The task:
Could you repeat every record below exactly as written?

(Task data Opens)

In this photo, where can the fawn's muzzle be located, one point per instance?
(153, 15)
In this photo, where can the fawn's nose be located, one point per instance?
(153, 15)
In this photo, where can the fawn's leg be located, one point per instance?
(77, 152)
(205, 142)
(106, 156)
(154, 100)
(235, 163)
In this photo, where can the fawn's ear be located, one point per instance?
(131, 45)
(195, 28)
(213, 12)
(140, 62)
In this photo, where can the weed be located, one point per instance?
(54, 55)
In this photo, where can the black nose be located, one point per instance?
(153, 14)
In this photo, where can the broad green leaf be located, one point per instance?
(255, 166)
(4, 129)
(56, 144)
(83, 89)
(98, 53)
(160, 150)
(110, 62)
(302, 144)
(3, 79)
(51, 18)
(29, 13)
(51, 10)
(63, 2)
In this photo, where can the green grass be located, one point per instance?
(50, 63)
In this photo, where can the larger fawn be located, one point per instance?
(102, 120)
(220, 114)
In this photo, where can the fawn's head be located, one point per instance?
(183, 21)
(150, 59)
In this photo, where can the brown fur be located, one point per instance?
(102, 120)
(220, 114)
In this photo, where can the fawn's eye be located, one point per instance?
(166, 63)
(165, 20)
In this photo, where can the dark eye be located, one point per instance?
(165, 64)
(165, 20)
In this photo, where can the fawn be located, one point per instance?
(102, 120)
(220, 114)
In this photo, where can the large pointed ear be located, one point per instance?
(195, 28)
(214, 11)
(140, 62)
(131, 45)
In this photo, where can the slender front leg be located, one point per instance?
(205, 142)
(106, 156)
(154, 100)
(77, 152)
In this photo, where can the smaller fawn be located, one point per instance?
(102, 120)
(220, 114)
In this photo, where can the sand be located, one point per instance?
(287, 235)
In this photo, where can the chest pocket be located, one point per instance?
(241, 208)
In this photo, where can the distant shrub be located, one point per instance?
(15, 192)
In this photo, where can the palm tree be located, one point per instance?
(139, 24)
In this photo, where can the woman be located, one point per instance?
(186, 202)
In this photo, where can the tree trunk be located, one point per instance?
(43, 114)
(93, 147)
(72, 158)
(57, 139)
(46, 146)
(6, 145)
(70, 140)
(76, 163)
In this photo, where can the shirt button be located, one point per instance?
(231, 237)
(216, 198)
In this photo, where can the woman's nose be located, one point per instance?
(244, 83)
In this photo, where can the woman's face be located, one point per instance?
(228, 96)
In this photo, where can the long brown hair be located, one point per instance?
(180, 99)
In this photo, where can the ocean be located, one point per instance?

(Task data Closes)

Answer space:
In this photo, where can the fawn's muzzle be located, one point per instance?
(153, 15)
In this photo, where can the fawn's nose be located, one point per instance?
(153, 15)
In this photo, where can the fawn's leg be located, one point per instance?
(77, 152)
(205, 142)
(106, 156)
(154, 100)
(235, 163)
In this photo, where can the fawn's ear be located, one point per instance?
(131, 45)
(195, 28)
(213, 12)
(140, 62)
In this photo, where can the weed be located, one point per instance?
(54, 55)
In this photo, where can the black nose be located, one point per instance?
(153, 14)
In this photo, where can the broad green leaf be located, one point per instance?
(255, 166)
(4, 129)
(56, 144)
(83, 89)
(98, 53)
(160, 150)
(110, 62)
(302, 144)
(3, 79)
(51, 18)
(29, 13)
(51, 10)
(63, 2)
In this photo, where can the green grass be located, one point per instance?
(50, 63)
In this photo, where can the larger fawn be located, one point per instance?
(102, 120)
(220, 114)
In this photo, where can the fawn's head be located, one point per instance?
(183, 21)
(150, 59)
In this photo, where can the brown fur be located, one point per instance?
(102, 120)
(220, 114)
In this photo, where can the fawn's eye be located, one point per instance?
(166, 63)
(165, 20)
In this photo, where can the dark eye be located, one point per instance?
(165, 64)
(165, 20)
In this photo, where can the fawn be located, one point per instance?
(102, 120)
(220, 114)
In this photo, where can the large pointed ear be located, one point per instance?
(195, 28)
(214, 11)
(140, 62)
(131, 45)
In this photo, where can the slender front leg be located, one point per instance?
(205, 142)
(106, 156)
(154, 100)
(77, 152)
In this photo, where can the smaller fawn be located, one point per instance?
(102, 120)
(220, 114)
In this photo, where can the sand be located, one point per instance?
(287, 235)
In this photo, where can the chest pocket be located, one point per instance?
(241, 208)
In this photo, where can the distant shrub be located, one point per instance?
(15, 192)
In this photo, where can the palm tree be located, one point per instance?
(139, 24)
In this photo, where can the woman be located, one point per instance?
(186, 202)
In this photo, where can the tree trunk be located, one point per instance?
(43, 114)
(93, 147)
(72, 158)
(57, 139)
(46, 146)
(6, 145)
(70, 140)
(76, 163)
In this photo, where can the shirt button be located, one point per instance?
(231, 237)
(216, 198)
In this photo, where can the woman's nose be located, one point per instance?
(244, 83)
In this photo, where can the woman's face be located, one point per instance?
(228, 96)
In this photo, where can the long brown hair be located, one point per instance?
(180, 99)
In this photo, where can the ocean be located, one point per instance?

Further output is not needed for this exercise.